Supplied entries:
*** Block opens ***

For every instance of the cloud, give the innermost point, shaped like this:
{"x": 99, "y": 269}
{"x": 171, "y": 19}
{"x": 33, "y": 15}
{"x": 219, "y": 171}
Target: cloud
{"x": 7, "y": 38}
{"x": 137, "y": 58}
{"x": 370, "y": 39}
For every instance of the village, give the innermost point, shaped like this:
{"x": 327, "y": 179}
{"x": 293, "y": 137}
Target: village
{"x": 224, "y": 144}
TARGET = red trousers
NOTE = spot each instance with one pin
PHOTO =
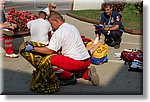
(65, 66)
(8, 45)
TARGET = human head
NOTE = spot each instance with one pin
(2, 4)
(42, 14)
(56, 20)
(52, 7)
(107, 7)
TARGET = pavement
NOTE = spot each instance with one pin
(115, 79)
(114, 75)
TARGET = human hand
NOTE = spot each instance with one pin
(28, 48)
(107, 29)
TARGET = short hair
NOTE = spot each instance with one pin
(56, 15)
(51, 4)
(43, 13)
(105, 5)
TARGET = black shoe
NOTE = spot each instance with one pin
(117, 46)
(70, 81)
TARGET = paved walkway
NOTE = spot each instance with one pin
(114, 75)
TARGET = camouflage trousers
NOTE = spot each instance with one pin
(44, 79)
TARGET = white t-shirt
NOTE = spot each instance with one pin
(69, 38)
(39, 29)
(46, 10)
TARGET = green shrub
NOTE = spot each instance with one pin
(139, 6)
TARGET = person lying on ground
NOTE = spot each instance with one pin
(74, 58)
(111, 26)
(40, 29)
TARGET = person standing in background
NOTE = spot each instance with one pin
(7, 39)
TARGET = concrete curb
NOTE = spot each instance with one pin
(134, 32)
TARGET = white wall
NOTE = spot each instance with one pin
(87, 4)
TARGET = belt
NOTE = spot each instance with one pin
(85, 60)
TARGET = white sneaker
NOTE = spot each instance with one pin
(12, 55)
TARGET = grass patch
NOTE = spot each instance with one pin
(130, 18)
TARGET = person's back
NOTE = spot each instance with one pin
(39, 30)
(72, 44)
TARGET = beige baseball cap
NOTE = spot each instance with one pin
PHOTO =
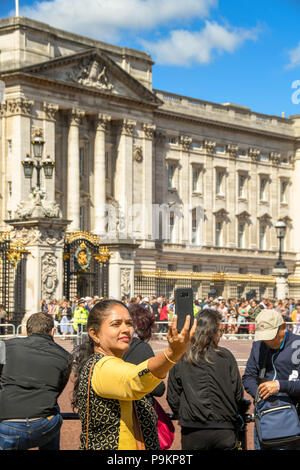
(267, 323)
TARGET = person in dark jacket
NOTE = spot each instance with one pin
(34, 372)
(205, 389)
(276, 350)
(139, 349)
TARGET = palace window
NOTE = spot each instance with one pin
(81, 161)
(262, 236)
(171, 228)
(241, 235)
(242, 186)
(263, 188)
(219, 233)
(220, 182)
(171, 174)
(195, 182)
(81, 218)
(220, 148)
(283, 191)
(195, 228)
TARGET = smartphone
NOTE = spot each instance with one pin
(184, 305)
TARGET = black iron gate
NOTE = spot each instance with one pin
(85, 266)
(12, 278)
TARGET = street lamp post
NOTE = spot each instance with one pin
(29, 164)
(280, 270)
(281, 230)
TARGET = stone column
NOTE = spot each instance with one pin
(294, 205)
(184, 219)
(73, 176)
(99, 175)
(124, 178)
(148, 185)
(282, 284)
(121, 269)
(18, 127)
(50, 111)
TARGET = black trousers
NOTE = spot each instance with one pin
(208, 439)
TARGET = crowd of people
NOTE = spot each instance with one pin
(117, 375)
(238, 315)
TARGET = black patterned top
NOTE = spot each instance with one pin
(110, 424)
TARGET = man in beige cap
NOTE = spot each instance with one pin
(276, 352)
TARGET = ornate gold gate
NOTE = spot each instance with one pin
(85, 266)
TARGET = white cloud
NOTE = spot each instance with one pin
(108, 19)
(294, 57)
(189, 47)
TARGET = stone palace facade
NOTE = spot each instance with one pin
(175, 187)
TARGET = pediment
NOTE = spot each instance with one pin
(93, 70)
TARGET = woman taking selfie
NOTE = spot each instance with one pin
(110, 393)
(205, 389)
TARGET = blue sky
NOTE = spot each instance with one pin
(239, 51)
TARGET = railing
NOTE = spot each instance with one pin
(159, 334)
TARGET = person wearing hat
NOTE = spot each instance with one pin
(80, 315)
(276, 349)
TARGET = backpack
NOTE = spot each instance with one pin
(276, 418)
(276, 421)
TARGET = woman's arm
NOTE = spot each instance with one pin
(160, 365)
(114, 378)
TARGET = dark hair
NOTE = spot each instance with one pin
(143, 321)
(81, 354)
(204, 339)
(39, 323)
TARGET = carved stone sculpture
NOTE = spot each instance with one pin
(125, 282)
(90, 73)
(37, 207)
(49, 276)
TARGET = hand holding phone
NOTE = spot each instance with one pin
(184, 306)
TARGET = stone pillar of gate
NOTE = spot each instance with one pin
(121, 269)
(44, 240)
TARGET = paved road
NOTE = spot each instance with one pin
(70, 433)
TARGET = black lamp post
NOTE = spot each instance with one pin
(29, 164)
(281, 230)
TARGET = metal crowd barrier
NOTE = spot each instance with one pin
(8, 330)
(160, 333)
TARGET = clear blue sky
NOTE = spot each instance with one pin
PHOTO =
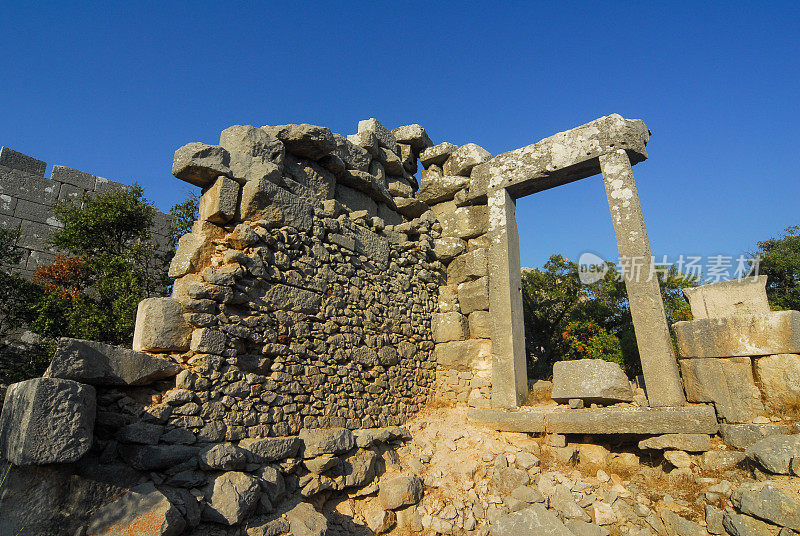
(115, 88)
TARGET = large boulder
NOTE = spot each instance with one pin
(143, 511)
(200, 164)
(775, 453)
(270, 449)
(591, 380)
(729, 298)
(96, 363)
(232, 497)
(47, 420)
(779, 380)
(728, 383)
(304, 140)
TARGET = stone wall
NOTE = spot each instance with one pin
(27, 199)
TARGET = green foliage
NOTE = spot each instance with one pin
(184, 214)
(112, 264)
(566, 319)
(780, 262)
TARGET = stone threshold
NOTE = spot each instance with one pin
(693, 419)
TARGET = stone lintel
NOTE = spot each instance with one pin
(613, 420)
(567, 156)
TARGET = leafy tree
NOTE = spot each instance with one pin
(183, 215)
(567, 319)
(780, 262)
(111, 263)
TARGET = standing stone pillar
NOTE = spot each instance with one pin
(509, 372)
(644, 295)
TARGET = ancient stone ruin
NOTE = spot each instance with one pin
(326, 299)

*** Block closes ***
*** Block opens ***

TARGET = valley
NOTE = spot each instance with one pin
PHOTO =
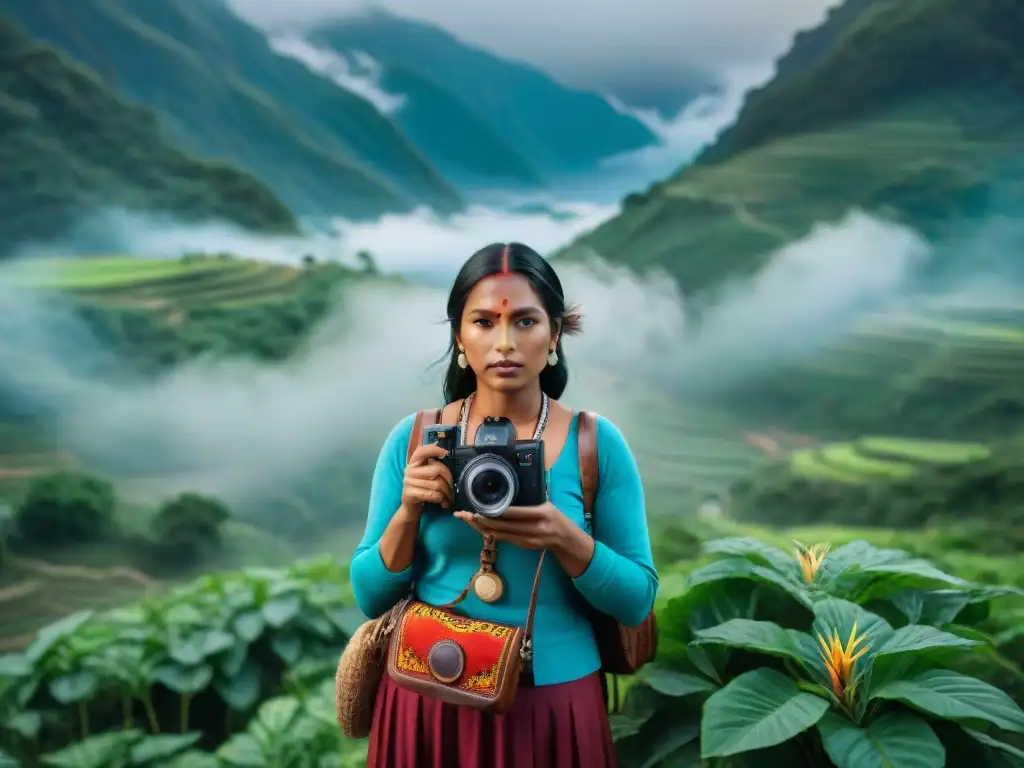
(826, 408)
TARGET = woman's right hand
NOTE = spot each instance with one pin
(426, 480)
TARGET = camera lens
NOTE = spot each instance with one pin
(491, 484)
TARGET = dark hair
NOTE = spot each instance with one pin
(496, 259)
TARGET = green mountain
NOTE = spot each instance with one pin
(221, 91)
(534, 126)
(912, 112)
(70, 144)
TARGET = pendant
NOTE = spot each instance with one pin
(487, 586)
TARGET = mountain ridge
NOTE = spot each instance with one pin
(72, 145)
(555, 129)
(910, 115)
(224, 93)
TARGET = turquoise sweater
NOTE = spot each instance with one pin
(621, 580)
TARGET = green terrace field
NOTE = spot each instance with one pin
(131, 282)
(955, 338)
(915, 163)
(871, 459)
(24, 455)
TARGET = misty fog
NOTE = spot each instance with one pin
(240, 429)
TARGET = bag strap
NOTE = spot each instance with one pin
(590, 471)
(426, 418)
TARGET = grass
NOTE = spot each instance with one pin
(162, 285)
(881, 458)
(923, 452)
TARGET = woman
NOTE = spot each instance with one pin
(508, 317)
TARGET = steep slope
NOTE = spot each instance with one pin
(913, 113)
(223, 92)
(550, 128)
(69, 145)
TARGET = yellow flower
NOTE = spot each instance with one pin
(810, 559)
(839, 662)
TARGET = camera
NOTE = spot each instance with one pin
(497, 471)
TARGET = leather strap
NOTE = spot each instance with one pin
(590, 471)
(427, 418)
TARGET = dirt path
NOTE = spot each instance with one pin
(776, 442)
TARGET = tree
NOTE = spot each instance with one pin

*** Block closes ***

Go to the line above holding "For every instance of the cloud, give", then copy exactly each line down to and including the one holding "TARGET = grass patch", leaving pictures out.

Exercise answer:
For every instance of the cloud, give the innermost point, shaped like this:
{"x": 99, "y": 269}
{"x": 171, "y": 19}
{"x": 33, "y": 15}
{"x": 219, "y": 171}
Target: cloud
{"x": 7, "y": 38}
{"x": 137, "y": 58}
{"x": 370, "y": 39}
For every instance of the village, give the innermost point, shaped like this:
{"x": 327, "y": 179}
{"x": 293, "y": 137}
Target: village
{"x": 224, "y": 144}
TARGET = red trousers
NOTE = spot each instance with one pin
PHOTO =
(65, 66)
(8, 45)
TARGET = human head
NOTE = spot each instance with one pin
(2, 4)
(42, 14)
(56, 20)
(52, 7)
(107, 7)
TARGET = pavement
NOTE = spot each instance with one pin
(115, 79)
(114, 75)
TARGET = human hand
NOTE = spot each instance with one pin
(28, 48)
(107, 29)
TARGET = short hair
NOTE = spot each instance with one pin
(56, 15)
(51, 4)
(43, 13)
(105, 5)
TARGET = black shoe
NOTE = spot each instance with one pin
(117, 46)
(70, 81)
TARGET = paved walkway
NOTE = spot each instance with one pin
(114, 75)
TARGET = camouflage trousers
NOTE = spot each instance with one pin
(44, 79)
TARGET = white t-shirt
NOTE = spot each instance with one pin
(69, 38)
(39, 29)
(46, 10)
TARGET = green shrub
NOTE = spot each instance with one pin
(139, 6)
TARGET = person lying on ground
NOTE = spot each instance with one pin
(74, 58)
(111, 26)
(40, 29)
TARGET = person standing in background
NOTE = spot each instance with one pin
(7, 39)
TARGET = concrete curb
NOTE = spot each instance with one pin
(134, 32)
TARGET = white wall
NOTE = spot each instance with one pin
(87, 4)
TARGET = belt
NOTE = spot each instance with one pin
(85, 60)
TARGET = white sneaker
NOTE = spot each instance with one pin
(12, 55)
TARGET = grass patch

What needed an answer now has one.